Records of labeled points:
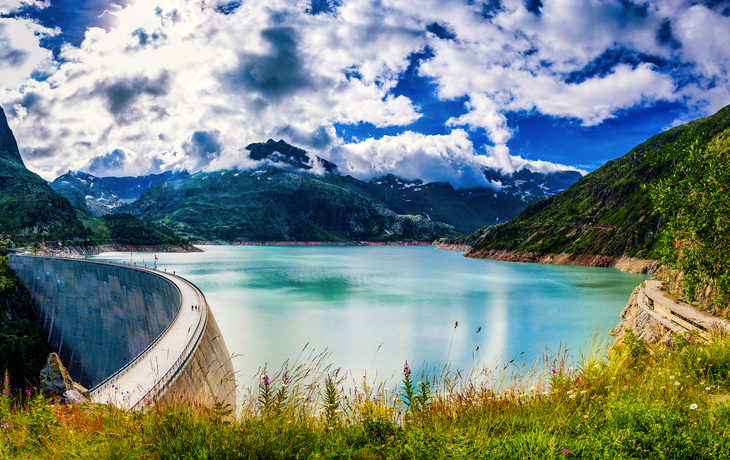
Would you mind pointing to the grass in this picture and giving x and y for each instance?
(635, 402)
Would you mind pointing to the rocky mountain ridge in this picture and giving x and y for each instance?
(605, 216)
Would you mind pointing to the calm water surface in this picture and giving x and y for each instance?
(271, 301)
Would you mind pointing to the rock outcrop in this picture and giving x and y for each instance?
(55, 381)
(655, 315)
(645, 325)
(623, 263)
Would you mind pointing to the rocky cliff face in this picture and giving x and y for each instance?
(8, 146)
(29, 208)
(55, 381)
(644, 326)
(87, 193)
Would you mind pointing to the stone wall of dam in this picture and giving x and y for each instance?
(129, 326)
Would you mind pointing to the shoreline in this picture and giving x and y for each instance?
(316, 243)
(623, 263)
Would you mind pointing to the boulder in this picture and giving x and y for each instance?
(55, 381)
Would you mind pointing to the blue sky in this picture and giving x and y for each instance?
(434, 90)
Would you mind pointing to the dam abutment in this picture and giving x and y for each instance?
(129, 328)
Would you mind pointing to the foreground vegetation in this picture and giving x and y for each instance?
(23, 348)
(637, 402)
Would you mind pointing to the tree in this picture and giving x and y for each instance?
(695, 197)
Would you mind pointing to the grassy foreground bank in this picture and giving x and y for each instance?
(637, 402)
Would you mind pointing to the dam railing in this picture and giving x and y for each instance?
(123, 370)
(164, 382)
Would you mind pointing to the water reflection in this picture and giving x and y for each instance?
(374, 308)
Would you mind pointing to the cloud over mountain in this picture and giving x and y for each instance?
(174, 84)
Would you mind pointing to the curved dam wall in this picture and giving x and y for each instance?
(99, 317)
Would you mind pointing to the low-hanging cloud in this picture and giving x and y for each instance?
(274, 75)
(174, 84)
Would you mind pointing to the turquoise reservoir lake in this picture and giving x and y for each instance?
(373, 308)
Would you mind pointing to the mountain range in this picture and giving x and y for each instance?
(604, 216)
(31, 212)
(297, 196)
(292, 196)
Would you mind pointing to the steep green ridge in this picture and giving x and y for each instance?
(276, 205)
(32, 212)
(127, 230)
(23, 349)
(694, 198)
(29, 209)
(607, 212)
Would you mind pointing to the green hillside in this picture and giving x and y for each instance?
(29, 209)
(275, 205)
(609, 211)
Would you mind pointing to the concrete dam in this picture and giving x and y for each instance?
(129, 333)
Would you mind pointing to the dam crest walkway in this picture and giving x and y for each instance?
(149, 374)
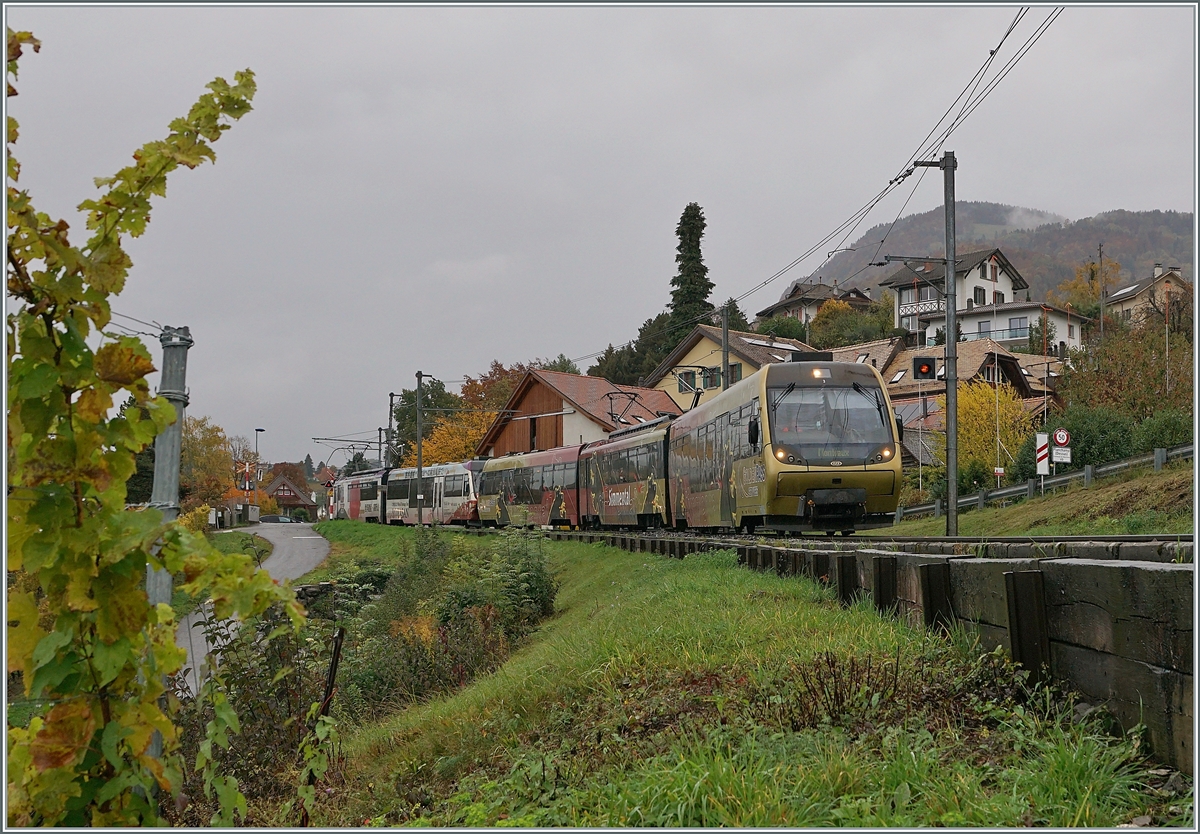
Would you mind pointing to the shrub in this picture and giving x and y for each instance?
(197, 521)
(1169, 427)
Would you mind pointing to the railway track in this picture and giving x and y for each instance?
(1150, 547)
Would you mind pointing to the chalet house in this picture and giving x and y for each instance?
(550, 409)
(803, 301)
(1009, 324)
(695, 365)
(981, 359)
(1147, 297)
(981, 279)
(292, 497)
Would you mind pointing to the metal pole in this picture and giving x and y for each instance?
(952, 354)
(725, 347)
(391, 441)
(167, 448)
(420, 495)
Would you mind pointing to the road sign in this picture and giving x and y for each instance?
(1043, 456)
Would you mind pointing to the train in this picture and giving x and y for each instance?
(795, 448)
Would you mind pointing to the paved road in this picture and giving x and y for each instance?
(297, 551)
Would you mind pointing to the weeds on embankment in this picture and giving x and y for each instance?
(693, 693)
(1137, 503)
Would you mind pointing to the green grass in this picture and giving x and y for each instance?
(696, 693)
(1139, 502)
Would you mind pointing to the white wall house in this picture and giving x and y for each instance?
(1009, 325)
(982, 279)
...
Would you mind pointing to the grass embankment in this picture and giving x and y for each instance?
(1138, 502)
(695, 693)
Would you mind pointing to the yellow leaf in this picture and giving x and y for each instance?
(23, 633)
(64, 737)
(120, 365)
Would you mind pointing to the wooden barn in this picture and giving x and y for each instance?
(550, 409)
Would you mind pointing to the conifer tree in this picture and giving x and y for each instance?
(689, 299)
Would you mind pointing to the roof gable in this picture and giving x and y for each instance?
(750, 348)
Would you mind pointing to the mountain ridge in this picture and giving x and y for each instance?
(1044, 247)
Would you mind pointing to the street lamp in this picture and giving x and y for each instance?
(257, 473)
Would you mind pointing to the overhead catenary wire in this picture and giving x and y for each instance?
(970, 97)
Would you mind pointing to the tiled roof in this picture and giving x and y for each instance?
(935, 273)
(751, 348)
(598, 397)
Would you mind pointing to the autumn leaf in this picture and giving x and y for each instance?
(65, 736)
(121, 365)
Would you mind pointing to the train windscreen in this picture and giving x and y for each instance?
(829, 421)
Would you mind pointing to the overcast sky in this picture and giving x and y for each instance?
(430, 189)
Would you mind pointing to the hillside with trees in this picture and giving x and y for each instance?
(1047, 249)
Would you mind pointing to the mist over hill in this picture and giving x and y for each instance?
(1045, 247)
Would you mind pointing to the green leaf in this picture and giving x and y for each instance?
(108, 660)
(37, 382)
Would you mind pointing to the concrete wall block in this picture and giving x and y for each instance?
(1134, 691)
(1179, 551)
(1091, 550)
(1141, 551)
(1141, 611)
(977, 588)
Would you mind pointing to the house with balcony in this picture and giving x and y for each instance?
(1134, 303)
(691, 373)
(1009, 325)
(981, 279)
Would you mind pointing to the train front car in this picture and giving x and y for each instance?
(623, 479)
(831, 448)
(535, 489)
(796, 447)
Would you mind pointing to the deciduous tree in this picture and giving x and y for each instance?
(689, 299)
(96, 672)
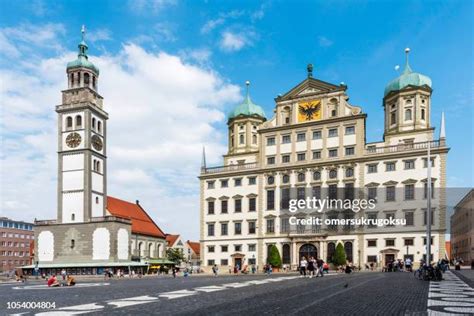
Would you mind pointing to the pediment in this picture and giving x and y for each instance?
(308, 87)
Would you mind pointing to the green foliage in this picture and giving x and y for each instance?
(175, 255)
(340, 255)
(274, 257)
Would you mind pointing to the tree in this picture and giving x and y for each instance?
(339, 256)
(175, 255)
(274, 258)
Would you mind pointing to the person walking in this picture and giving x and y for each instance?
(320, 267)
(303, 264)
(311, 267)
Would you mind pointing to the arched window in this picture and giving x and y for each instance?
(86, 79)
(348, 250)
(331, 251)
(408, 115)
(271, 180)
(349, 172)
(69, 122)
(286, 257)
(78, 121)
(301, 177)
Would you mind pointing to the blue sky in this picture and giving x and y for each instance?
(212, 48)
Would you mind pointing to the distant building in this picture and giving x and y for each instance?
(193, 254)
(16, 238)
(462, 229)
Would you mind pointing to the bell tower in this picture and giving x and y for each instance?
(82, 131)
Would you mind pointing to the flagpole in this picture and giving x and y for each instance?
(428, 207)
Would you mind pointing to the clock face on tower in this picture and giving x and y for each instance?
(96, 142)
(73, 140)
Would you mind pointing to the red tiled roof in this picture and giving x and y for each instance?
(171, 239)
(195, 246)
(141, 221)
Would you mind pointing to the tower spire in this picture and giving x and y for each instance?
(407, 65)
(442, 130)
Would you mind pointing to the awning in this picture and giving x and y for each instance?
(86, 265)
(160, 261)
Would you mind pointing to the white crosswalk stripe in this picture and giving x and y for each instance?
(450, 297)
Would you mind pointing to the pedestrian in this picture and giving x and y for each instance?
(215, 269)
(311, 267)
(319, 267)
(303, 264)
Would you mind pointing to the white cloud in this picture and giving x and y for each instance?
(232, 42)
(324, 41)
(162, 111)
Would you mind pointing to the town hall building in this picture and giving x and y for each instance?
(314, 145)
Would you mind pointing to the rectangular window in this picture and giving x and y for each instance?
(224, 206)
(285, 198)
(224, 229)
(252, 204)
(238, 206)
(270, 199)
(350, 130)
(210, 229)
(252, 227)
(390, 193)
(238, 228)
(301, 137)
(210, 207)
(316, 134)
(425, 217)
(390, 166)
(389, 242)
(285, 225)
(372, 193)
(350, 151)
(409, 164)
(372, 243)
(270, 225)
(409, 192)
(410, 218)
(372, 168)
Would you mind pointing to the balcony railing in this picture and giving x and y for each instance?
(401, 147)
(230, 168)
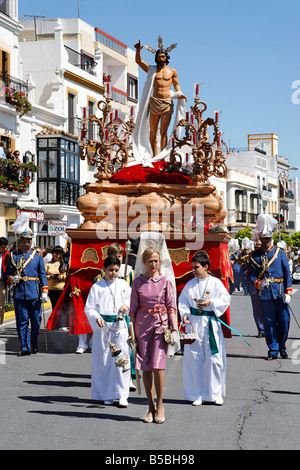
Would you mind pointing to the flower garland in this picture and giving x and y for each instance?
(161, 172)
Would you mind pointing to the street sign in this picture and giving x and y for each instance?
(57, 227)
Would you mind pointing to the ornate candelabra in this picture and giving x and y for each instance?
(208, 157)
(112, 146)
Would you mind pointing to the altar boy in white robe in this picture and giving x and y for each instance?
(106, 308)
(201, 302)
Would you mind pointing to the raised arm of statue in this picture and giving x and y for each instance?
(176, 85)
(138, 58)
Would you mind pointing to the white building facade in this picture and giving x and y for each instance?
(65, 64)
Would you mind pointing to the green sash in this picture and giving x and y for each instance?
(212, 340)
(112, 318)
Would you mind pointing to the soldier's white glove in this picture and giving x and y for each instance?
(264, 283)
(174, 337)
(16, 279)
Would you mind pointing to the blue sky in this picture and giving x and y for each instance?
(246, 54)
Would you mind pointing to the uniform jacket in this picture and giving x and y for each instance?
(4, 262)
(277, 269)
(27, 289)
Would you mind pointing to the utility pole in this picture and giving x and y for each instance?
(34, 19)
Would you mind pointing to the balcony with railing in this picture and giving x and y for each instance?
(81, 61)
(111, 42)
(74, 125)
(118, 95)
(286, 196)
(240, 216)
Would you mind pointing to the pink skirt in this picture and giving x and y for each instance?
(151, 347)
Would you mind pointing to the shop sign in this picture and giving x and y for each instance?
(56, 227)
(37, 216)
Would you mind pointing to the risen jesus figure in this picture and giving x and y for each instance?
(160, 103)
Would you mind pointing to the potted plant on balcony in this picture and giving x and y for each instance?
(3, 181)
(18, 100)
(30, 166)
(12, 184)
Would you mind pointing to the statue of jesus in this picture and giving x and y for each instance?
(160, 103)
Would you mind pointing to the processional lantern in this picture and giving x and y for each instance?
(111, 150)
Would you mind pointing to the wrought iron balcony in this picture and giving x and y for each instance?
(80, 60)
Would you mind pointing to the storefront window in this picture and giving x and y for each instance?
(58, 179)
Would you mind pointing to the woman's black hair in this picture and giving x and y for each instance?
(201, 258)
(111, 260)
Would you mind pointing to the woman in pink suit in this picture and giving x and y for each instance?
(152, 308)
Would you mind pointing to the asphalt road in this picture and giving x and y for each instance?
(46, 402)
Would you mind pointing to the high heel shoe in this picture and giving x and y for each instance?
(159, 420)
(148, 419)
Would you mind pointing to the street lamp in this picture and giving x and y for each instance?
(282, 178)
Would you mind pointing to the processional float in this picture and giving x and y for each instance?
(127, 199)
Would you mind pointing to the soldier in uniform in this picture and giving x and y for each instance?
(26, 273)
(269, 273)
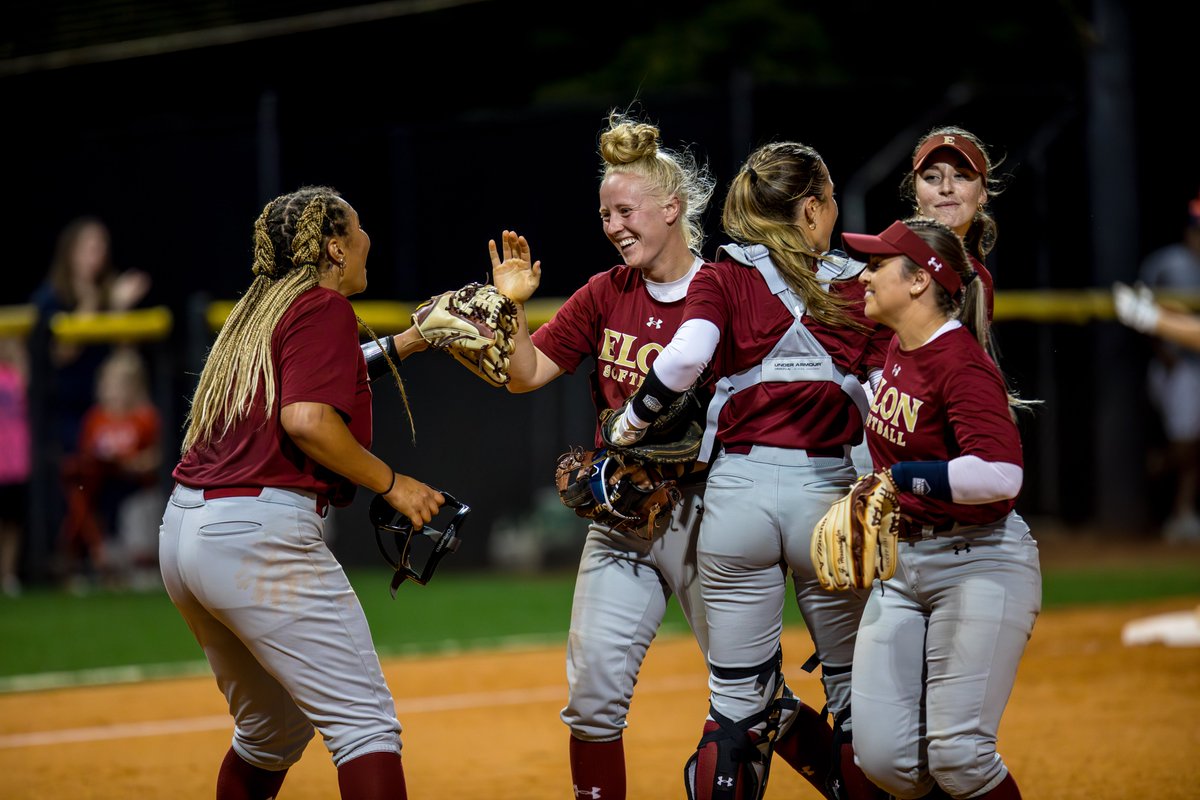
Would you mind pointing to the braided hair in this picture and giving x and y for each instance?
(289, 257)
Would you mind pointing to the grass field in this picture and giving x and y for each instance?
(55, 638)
* * *
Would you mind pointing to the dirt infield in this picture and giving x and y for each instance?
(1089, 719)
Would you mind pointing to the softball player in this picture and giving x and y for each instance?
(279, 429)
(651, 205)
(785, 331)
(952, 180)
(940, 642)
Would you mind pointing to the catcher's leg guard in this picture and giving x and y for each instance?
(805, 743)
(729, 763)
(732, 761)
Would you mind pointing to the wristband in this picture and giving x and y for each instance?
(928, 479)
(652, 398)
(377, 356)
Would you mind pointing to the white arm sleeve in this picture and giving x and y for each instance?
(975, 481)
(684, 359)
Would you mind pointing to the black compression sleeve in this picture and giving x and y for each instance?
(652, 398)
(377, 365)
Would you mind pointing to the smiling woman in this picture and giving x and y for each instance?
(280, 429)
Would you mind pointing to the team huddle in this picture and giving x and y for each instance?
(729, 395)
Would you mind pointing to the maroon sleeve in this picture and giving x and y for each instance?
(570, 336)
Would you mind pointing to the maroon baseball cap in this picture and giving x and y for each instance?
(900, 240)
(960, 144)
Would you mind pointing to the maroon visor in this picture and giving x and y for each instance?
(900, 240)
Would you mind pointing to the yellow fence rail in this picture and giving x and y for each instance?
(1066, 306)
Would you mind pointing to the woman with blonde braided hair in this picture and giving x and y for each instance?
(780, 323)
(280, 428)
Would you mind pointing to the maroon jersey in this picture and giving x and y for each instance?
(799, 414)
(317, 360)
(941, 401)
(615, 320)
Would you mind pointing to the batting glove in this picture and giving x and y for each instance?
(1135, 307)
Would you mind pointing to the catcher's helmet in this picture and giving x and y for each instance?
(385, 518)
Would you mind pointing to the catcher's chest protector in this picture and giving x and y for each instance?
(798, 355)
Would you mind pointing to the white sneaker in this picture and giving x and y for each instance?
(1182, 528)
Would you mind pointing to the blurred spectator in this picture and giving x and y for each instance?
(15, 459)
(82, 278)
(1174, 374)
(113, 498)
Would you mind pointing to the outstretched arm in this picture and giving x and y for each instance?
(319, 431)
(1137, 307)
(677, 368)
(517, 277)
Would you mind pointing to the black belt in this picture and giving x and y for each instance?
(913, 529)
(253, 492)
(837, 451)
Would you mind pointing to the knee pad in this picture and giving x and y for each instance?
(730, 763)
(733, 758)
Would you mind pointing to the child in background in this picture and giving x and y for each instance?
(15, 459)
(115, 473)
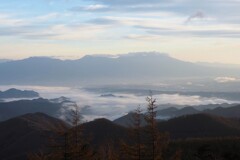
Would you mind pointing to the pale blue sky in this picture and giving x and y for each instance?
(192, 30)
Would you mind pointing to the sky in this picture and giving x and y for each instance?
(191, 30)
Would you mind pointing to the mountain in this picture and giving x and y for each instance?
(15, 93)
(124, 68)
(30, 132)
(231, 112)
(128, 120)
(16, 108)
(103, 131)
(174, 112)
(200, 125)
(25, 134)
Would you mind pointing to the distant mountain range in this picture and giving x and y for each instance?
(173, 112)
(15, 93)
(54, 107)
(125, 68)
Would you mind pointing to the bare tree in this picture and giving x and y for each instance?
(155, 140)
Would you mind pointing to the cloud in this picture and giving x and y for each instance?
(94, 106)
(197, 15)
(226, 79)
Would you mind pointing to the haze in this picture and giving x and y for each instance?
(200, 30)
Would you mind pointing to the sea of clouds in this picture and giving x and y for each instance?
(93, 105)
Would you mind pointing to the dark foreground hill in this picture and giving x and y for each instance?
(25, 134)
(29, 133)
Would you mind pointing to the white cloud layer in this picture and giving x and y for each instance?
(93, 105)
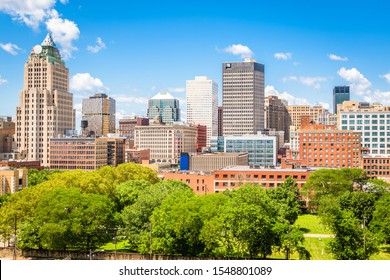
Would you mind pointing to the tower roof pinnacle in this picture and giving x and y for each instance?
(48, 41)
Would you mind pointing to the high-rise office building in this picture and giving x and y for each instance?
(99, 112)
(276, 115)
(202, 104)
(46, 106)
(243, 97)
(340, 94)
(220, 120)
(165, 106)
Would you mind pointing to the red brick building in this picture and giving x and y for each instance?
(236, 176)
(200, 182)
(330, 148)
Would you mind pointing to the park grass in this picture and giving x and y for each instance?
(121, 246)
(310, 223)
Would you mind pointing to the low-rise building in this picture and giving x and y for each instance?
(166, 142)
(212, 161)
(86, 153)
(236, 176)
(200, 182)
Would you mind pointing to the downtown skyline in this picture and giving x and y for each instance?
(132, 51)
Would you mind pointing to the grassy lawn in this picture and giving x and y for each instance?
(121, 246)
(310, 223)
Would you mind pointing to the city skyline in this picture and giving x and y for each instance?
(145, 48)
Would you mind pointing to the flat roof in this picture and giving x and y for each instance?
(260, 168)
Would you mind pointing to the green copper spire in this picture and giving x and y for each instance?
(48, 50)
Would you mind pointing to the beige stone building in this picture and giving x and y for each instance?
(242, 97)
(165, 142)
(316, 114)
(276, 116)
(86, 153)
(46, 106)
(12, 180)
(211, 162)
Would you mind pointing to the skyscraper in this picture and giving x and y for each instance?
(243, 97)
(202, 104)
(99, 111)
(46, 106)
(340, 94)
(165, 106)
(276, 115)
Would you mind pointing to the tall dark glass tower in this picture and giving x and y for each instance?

REQUIREMENTS ->
Report each line in the rows above that contains the word "jesus", copying the line in full. Case counts when matching.

TASK RESULT ->
Would you mind pointing to the risen jesus figure in this picture and giving x and y for each instance?
Would you mind pointing to the statue of jesus in this picture and giving x and y for each instance?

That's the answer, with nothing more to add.